Image point grounding data
##########

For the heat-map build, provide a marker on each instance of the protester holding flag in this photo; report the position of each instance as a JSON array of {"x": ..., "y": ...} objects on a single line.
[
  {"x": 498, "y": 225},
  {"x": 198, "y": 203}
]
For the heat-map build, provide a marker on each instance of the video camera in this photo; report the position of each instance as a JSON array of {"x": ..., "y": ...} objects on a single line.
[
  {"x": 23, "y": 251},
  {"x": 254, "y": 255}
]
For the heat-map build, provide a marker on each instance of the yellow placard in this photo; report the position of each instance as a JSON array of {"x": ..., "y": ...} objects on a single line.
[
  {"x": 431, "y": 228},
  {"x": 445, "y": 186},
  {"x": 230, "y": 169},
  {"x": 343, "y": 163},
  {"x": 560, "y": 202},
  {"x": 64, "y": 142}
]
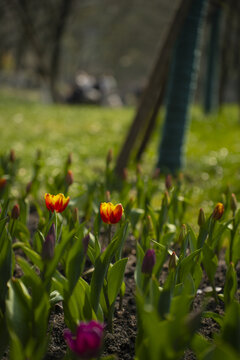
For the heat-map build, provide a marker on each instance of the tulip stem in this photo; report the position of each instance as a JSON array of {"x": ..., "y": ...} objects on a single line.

##########

[Your instructions]
Extract all the data above exactly, excluding every picture.

[Your solution]
For the heat-map build, provide a marker on each instance of the protester holding flag in this photo; report the position of each instance as a JSON array of {"x": ..., "y": ...} objects on a single line.
[
  {"x": 498, "y": 225},
  {"x": 198, "y": 203}
]
For the heat-map build, provide a marker on each instance of the video camera in this photo; report the position of each instance as a JSON array of {"x": ..., "y": ...} objects on a single line.
[
  {"x": 23, "y": 251},
  {"x": 254, "y": 255}
]
For the heat-map build, provide a marker on each instance of the yellow placard in this photo; report the position of each instance as a JSON array of {"x": ..., "y": ...} objects on a single line.
[
  {"x": 431, "y": 228},
  {"x": 445, "y": 186},
  {"x": 230, "y": 169},
  {"x": 343, "y": 163},
  {"x": 560, "y": 202},
  {"x": 64, "y": 142}
]
For the heat-map build, provide a marker on each instance of the tulip stem in this photo; report the position of each instance as a JSON array of {"x": ..., "y": ...} objects on a single line.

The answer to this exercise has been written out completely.